━━━━━ Texto fornecido ━━━━━

Neste poema, em que o eu lírico inventaria os objetos a fim de compor o cenário, o
nascimento não se impõe como o principal acontecimento. Nada de extraordinário faz com
que o fato seja lembrado, mas a reação de sua mãe é de um grande valor plástico. A dor
desta mulher no momento em que o filho vai nascer marca o poeta pelo fato de ser um
instante em que antíteses se percebem. A dor e a felicidade se misturam ao gemido da mãe:
os negros cabelos no branco travesseiro, a dor e a esperança. A incerteza, no segundo
parágrafo, é o resumo de outros pares contrastantes: céu e inferno, o nada e o ilusório, sorte
e destino. É interessante apontar nesta estrofe o oitavo verso, onde oração e dor medeiam o
135
sangue. O que se nota é que a oração, indicando esperança, vai contrastar com dor, tendo
como elo o sangue que se faz notar.

━━━━━ Excerto dos dados ━━━━━

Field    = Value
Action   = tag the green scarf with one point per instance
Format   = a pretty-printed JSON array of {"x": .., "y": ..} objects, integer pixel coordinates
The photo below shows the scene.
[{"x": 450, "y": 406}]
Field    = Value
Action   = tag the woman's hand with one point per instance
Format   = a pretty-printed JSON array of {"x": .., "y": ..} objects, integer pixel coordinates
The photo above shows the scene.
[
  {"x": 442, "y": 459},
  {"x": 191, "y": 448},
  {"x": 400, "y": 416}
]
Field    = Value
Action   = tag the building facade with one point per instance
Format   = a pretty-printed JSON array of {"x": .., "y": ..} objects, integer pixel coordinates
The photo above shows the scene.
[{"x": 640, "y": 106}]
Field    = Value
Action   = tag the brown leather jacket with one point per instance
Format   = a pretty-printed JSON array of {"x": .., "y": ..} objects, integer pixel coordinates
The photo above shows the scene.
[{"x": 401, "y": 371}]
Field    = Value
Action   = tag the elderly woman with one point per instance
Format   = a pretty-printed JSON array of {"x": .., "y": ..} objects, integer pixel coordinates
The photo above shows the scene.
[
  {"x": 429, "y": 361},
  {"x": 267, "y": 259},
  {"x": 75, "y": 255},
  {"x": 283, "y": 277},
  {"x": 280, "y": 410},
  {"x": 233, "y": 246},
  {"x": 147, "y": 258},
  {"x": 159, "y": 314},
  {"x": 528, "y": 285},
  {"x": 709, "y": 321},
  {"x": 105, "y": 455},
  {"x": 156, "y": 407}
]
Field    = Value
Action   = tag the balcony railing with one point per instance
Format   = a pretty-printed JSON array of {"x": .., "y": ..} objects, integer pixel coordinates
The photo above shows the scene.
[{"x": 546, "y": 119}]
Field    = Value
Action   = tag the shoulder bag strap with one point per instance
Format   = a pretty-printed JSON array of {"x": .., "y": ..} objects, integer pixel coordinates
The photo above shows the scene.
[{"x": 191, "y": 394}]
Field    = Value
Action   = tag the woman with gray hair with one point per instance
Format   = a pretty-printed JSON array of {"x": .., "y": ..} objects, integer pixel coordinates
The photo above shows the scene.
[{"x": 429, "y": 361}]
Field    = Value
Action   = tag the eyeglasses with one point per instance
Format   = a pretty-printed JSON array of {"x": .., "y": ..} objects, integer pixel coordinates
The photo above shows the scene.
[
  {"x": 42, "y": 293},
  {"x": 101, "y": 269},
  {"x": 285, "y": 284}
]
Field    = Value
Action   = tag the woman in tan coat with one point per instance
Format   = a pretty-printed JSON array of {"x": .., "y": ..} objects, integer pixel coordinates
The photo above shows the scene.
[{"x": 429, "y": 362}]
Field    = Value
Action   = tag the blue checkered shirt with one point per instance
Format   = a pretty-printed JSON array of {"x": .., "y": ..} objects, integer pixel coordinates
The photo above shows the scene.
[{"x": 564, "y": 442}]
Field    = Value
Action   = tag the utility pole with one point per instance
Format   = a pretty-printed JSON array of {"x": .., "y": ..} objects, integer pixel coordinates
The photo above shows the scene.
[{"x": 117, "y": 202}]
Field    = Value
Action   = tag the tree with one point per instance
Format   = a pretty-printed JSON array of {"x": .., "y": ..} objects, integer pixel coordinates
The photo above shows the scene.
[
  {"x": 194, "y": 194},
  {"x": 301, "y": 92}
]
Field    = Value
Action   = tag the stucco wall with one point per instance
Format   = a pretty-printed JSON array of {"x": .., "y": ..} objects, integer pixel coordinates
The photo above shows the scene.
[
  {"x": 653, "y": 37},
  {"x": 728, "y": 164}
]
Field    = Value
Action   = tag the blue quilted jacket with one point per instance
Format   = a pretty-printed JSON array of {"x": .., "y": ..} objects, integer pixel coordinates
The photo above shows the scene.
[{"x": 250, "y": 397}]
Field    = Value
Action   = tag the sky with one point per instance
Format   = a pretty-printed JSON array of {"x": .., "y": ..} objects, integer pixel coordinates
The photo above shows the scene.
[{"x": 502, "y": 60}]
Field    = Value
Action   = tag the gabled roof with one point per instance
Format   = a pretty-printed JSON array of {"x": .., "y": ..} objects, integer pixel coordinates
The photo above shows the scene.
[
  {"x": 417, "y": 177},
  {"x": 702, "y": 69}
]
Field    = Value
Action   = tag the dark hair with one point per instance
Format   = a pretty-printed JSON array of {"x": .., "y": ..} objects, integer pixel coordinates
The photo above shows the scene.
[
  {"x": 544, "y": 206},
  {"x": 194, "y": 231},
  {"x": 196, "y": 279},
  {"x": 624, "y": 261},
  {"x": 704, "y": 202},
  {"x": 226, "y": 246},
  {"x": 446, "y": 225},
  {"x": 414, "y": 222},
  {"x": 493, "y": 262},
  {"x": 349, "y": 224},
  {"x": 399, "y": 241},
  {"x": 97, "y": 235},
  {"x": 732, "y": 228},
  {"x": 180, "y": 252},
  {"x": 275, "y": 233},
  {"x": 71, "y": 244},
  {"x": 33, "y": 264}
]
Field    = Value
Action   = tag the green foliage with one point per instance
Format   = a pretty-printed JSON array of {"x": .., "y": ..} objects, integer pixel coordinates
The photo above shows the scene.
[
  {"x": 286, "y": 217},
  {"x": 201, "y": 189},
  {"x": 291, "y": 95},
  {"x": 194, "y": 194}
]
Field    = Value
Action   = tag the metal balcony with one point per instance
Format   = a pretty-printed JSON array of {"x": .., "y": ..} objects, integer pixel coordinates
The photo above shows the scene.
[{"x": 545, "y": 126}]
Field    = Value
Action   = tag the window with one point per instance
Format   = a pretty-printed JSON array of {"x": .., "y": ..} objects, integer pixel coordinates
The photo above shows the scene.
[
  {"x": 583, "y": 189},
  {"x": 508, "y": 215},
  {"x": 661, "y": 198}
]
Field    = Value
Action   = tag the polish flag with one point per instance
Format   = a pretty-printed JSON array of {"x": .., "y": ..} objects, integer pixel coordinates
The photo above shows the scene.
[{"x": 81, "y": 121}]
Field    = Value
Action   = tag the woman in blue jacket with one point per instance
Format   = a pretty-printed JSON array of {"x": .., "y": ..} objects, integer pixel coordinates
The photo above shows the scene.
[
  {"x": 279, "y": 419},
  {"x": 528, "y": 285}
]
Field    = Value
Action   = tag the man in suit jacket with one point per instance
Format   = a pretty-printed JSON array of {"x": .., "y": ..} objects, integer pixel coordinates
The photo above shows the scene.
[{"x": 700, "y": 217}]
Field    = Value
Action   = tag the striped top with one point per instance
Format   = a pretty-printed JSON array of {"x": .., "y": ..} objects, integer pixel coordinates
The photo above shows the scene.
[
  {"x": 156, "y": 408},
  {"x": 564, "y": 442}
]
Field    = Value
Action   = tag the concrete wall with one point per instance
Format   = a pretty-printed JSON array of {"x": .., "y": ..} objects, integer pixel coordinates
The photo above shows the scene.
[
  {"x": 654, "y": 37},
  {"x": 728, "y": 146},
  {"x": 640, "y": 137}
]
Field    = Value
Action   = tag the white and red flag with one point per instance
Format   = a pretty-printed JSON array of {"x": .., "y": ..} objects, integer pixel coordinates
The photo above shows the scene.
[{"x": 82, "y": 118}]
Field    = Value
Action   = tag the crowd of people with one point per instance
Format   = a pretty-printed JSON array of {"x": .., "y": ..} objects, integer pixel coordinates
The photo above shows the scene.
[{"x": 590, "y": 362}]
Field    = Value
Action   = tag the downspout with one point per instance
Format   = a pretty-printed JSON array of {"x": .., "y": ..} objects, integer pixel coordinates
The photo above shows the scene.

━━━━━

**Tarefa a realizar**
Na análise do poema, de que a incerteza no segundo parágrafo é apresentada como resumo?

**Resposta abaixo**
Ela é o resumo de outros pares contrastantes: céu e inferno, o nada e o ilusório, sorte e destino.